= GIVEN TASK 1 =
In the transcript below, how many downloads a day does Michael say the new topo maps are now getting?

= EXTRACTED TEXT =
○ ○ ○ ○

The other major change is going to be moving it from a one third of the country or 18,000 maps a year to what I call a "change in the landscape." So it combines the graphics based upon the need of the provision where we get new lidar data, elevation data, hydrographic data. Those will be some of the drivers that will help us provide us our program.

Other drivers will be based on what we're calling our, "communities of use." We're kind of changing the way we're listening to our key users of our program, and so we're going to devise our graphics based upon input from these communities.

So with all this said, we've made a lot of progress in the last four years I know for some of you it's been kind of difficult because you were moving from an analog, paper distribution product to a digital product, but we're ultimately be going to as we've been kind of envisioning now for about 10 years just in time to get all the map making. So, thank you.

Ron: Questions for Mike?

Audience Member: Hey, Mike, what kind of downloads are you getting of the new topo maps?

Michael: Thank you, I forgot to say that. I'm pretty impressed. When we started out, it was actually pretty low. We were probably, the digital map data, so I'm going guess here, we are probably around 1,000. We are now up to about 4,000 a day.

Audience Member: Nice, thanks.

Michael: You're welcome.

Connie Beard: My turn, I'm commandeered with a sense of Spiro. I'm the Chief of the Cacographic Products Branch. I usually get to talk maps, and hold up pretty things, and just talk about how we made them, or why we made them. I'm kind of handicapped because I don't have any pretty things to hold up and talk to today, so bear with me.

I was asked to talk about trends in government from the Census Bureau perspective, and I had framed this several different ways, but this is my final go through. I thought to mention some of the influences on how we face trends, or how we decide what trends to follow, and it's influenced at the bureau, I believe. Under a number of things, one of them is our mission, our culture, the policies that we are affected by, the technology, of course, and then budget as well.

I walk to talk about those things, and talk to you a little bit about our culture at the bureau to help frame how the approach trends in the industry.

Our mission, of course, primarily is to...We have a constitutional mandate to count heads in the United States at least every 10 years, and we do that to provide the information to the states so they can draw their congressional districts for elections. Our culture is framed by about four primary categories, I would say, one's quality, innovation, cooperation, and sharing.

From a quality perspective, I believe that one of our prime directives is to make sure that all the information that we collect and disseminate is as complete and accurate as possible. We take that very, very seriously. In terms of innovation, the bureau has always been innovative. We innovate to improve our efficiency, try to make things cheaper and better as much as possible. We do that through a variety of steps.

○ ○ ○ ○

= GIVEN TASK 2 =
Find each line in the rows below that contains the string "water" and copy it out. Case counts.

○ ○ ○ ○

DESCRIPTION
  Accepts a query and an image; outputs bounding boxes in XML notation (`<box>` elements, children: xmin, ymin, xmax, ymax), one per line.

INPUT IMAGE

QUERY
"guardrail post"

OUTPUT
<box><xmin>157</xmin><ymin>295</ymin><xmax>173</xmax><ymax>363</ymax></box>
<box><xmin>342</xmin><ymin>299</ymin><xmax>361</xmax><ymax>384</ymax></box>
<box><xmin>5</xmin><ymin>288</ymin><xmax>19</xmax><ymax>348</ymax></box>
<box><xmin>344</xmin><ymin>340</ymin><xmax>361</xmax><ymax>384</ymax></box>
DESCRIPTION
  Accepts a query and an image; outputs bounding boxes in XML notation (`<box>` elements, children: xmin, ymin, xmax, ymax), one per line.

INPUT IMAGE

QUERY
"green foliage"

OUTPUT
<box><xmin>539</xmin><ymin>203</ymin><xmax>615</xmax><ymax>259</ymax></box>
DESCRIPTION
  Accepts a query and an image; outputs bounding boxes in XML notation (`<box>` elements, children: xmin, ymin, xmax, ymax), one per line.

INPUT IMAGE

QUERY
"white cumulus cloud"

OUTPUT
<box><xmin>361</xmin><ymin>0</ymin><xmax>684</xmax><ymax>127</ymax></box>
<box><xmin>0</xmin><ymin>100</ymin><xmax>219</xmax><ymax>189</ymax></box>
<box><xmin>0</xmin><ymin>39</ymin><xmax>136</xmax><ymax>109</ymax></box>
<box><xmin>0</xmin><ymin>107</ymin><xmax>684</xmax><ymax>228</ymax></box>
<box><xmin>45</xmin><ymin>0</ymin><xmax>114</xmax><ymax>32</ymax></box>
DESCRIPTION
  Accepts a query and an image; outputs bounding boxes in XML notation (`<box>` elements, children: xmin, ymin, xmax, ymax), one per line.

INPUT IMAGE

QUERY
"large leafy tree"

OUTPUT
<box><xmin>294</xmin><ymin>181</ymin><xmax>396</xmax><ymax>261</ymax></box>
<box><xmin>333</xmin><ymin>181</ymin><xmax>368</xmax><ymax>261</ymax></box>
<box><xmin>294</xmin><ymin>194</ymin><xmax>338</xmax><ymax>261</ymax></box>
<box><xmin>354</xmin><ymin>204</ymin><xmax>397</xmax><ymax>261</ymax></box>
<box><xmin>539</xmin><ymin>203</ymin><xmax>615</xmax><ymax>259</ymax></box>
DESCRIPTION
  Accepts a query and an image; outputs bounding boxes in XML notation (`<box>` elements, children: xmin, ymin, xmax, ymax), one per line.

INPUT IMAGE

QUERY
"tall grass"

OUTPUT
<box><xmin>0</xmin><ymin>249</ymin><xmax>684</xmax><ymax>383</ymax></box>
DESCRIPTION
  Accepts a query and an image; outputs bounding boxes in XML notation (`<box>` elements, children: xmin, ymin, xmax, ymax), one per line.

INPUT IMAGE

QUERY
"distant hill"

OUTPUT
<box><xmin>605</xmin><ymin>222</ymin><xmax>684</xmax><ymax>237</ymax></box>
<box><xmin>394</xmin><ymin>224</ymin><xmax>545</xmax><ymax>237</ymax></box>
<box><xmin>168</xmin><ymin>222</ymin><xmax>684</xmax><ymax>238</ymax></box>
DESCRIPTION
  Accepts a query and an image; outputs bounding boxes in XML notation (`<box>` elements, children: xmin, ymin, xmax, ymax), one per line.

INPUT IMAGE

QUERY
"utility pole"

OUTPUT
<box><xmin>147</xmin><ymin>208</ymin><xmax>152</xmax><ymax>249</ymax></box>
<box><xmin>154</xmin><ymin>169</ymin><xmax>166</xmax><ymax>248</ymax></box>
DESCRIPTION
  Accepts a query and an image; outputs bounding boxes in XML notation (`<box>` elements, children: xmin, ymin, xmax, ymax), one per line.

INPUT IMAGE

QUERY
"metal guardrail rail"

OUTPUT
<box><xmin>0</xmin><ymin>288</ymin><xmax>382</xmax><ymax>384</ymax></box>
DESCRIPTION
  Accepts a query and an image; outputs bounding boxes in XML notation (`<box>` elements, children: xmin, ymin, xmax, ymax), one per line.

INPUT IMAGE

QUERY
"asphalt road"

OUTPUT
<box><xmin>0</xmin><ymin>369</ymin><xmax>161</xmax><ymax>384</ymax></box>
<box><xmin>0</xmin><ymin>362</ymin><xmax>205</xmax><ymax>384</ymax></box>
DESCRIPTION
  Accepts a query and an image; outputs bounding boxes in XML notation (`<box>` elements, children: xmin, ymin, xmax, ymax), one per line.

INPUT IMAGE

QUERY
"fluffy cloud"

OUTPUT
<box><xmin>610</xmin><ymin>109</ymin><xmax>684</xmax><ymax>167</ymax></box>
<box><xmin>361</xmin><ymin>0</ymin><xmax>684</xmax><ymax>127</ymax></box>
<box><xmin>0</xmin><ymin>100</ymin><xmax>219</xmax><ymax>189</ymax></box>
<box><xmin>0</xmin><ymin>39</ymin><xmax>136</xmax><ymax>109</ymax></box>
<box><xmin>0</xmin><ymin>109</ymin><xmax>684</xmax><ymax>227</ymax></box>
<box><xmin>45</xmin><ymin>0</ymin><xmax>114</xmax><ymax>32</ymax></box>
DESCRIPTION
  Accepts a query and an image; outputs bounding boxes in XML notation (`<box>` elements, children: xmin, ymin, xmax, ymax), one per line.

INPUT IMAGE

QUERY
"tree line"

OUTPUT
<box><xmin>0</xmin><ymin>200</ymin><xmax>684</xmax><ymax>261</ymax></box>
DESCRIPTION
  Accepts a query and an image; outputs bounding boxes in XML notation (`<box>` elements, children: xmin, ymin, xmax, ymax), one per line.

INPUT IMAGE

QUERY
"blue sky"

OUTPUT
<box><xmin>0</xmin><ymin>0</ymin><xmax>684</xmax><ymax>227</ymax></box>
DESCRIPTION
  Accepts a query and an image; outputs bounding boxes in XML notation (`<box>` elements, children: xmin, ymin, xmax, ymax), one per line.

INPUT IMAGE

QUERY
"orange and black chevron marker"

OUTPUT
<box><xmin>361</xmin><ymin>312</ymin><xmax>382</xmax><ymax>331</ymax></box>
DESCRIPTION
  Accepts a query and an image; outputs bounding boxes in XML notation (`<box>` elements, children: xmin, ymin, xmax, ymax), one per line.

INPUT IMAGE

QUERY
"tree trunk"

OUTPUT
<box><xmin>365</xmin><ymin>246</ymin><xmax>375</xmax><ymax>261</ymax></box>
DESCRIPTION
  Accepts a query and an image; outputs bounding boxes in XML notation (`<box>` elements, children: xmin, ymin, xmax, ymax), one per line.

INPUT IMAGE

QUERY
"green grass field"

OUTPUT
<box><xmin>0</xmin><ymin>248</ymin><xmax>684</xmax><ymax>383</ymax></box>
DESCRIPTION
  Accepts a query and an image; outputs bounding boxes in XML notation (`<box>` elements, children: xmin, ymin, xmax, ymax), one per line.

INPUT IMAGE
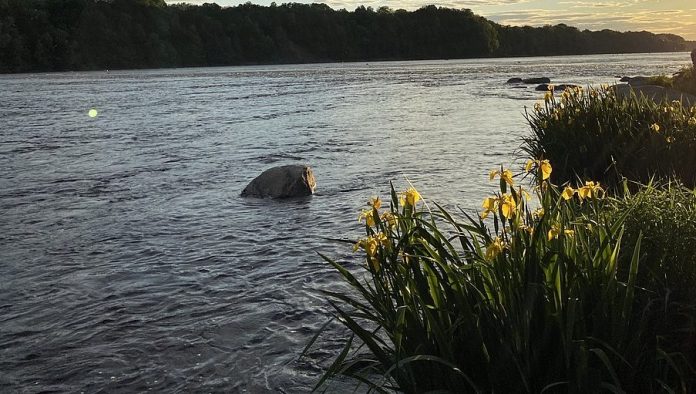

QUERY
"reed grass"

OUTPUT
<box><xmin>523</xmin><ymin>88</ymin><xmax>696</xmax><ymax>192</ymax></box>
<box><xmin>308</xmin><ymin>160</ymin><xmax>693</xmax><ymax>393</ymax></box>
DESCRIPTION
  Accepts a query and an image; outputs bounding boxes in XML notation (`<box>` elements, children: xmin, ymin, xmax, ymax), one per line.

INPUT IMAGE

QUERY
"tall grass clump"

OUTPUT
<box><xmin>608</xmin><ymin>182</ymin><xmax>696</xmax><ymax>388</ymax></box>
<box><xmin>308</xmin><ymin>160</ymin><xmax>694</xmax><ymax>393</ymax></box>
<box><xmin>609</xmin><ymin>182</ymin><xmax>696</xmax><ymax>305</ymax></box>
<box><xmin>523</xmin><ymin>88</ymin><xmax>696</xmax><ymax>191</ymax></box>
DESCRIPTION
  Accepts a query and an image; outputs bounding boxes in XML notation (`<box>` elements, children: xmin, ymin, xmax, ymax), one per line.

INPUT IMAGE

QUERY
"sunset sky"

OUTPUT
<box><xmin>167</xmin><ymin>0</ymin><xmax>696</xmax><ymax>40</ymax></box>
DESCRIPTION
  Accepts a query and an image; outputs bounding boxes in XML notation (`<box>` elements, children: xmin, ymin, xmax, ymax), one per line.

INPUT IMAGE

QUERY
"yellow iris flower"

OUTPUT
<box><xmin>500</xmin><ymin>194</ymin><xmax>517</xmax><ymax>219</ymax></box>
<box><xmin>379</xmin><ymin>212</ymin><xmax>396</xmax><ymax>227</ymax></box>
<box><xmin>485</xmin><ymin>237</ymin><xmax>505</xmax><ymax>261</ymax></box>
<box><xmin>539</xmin><ymin>160</ymin><xmax>553</xmax><ymax>180</ymax></box>
<box><xmin>399</xmin><ymin>187</ymin><xmax>421</xmax><ymax>207</ymax></box>
<box><xmin>532</xmin><ymin>208</ymin><xmax>544</xmax><ymax>219</ymax></box>
<box><xmin>578</xmin><ymin>181</ymin><xmax>604</xmax><ymax>199</ymax></box>
<box><xmin>524</xmin><ymin>160</ymin><xmax>553</xmax><ymax>180</ymax></box>
<box><xmin>488</xmin><ymin>170</ymin><xmax>514</xmax><ymax>186</ymax></box>
<box><xmin>481</xmin><ymin>197</ymin><xmax>498</xmax><ymax>219</ymax></box>
<box><xmin>546</xmin><ymin>224</ymin><xmax>575</xmax><ymax>241</ymax></box>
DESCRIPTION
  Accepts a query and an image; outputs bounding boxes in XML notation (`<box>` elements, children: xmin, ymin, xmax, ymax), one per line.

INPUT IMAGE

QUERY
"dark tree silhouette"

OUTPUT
<box><xmin>0</xmin><ymin>0</ymin><xmax>693</xmax><ymax>72</ymax></box>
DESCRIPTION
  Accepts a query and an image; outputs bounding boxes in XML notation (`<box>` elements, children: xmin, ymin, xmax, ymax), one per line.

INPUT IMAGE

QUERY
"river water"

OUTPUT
<box><xmin>0</xmin><ymin>53</ymin><xmax>689</xmax><ymax>393</ymax></box>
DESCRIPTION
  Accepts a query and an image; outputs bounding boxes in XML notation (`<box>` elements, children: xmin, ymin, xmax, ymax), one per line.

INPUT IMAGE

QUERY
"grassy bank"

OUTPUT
<box><xmin>310</xmin><ymin>86</ymin><xmax>696</xmax><ymax>393</ymax></box>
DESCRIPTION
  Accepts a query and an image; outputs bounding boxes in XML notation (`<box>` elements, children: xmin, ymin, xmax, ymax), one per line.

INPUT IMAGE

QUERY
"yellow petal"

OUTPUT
<box><xmin>578</xmin><ymin>186</ymin><xmax>592</xmax><ymax>198</ymax></box>
<box><xmin>541</xmin><ymin>160</ymin><xmax>553</xmax><ymax>180</ymax></box>
<box><xmin>524</xmin><ymin>160</ymin><xmax>534</xmax><ymax>172</ymax></box>
<box><xmin>483</xmin><ymin>197</ymin><xmax>498</xmax><ymax>211</ymax></box>
<box><xmin>500</xmin><ymin>170</ymin><xmax>513</xmax><ymax>186</ymax></box>
<box><xmin>367</xmin><ymin>197</ymin><xmax>382</xmax><ymax>209</ymax></box>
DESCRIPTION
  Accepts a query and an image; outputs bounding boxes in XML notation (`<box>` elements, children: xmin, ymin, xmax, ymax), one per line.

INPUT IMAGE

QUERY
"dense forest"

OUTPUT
<box><xmin>0</xmin><ymin>0</ymin><xmax>694</xmax><ymax>72</ymax></box>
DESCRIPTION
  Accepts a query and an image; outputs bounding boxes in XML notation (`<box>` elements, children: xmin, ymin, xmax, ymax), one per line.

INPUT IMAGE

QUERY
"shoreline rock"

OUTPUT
<box><xmin>506</xmin><ymin>77</ymin><xmax>551</xmax><ymax>85</ymax></box>
<box><xmin>612</xmin><ymin>84</ymin><xmax>696</xmax><ymax>105</ymax></box>
<box><xmin>241</xmin><ymin>164</ymin><xmax>317</xmax><ymax>198</ymax></box>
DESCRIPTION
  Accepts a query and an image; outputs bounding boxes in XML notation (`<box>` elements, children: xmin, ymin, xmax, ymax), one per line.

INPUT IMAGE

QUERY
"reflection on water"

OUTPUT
<box><xmin>0</xmin><ymin>54</ymin><xmax>688</xmax><ymax>392</ymax></box>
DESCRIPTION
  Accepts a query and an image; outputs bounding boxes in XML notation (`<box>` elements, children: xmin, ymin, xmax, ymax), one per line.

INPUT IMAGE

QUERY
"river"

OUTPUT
<box><xmin>0</xmin><ymin>53</ymin><xmax>690</xmax><ymax>393</ymax></box>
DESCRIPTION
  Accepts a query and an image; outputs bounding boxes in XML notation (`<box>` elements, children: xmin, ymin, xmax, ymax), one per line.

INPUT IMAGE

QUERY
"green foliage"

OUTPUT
<box><xmin>672</xmin><ymin>66</ymin><xmax>696</xmax><ymax>94</ymax></box>
<box><xmin>522</xmin><ymin>88</ymin><xmax>696</xmax><ymax>191</ymax></box>
<box><xmin>610</xmin><ymin>183</ymin><xmax>696</xmax><ymax>305</ymax></box>
<box><xmin>0</xmin><ymin>0</ymin><xmax>687</xmax><ymax>72</ymax></box>
<box><xmin>317</xmin><ymin>168</ymin><xmax>694</xmax><ymax>393</ymax></box>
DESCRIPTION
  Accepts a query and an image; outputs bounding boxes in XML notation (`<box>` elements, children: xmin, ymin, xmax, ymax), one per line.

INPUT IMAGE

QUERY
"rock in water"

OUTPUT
<box><xmin>522</xmin><ymin>77</ymin><xmax>551</xmax><ymax>84</ymax></box>
<box><xmin>613</xmin><ymin>84</ymin><xmax>696</xmax><ymax>106</ymax></box>
<box><xmin>241</xmin><ymin>164</ymin><xmax>316</xmax><ymax>198</ymax></box>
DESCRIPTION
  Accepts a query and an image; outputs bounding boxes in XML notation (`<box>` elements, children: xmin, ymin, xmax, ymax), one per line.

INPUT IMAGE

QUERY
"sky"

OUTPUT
<box><xmin>167</xmin><ymin>0</ymin><xmax>696</xmax><ymax>40</ymax></box>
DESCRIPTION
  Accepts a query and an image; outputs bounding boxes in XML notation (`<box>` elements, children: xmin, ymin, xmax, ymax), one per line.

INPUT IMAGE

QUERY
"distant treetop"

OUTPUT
<box><xmin>0</xmin><ymin>0</ymin><xmax>694</xmax><ymax>72</ymax></box>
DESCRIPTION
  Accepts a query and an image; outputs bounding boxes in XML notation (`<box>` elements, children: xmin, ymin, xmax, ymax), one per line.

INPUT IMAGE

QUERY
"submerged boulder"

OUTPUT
<box><xmin>241</xmin><ymin>164</ymin><xmax>317</xmax><ymax>198</ymax></box>
<box><xmin>535</xmin><ymin>83</ymin><xmax>580</xmax><ymax>92</ymax></box>
<box><xmin>522</xmin><ymin>77</ymin><xmax>551</xmax><ymax>85</ymax></box>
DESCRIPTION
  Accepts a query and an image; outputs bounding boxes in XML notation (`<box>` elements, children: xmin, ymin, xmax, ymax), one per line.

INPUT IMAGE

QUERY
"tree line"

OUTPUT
<box><xmin>0</xmin><ymin>0</ymin><xmax>695</xmax><ymax>73</ymax></box>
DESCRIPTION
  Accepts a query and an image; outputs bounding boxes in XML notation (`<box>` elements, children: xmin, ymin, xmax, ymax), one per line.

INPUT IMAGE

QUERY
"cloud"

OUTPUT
<box><xmin>487</xmin><ymin>9</ymin><xmax>696</xmax><ymax>40</ymax></box>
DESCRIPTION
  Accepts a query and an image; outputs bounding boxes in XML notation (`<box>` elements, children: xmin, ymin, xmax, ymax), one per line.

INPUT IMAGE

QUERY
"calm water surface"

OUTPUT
<box><xmin>0</xmin><ymin>53</ymin><xmax>689</xmax><ymax>393</ymax></box>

○ ○ ○ ○

= TASK RESULT 1 =
About 4,000 a day.

= TASK RESULT 2 =
"river water"
"reflection on water"
"rock in water"
"calm water surface"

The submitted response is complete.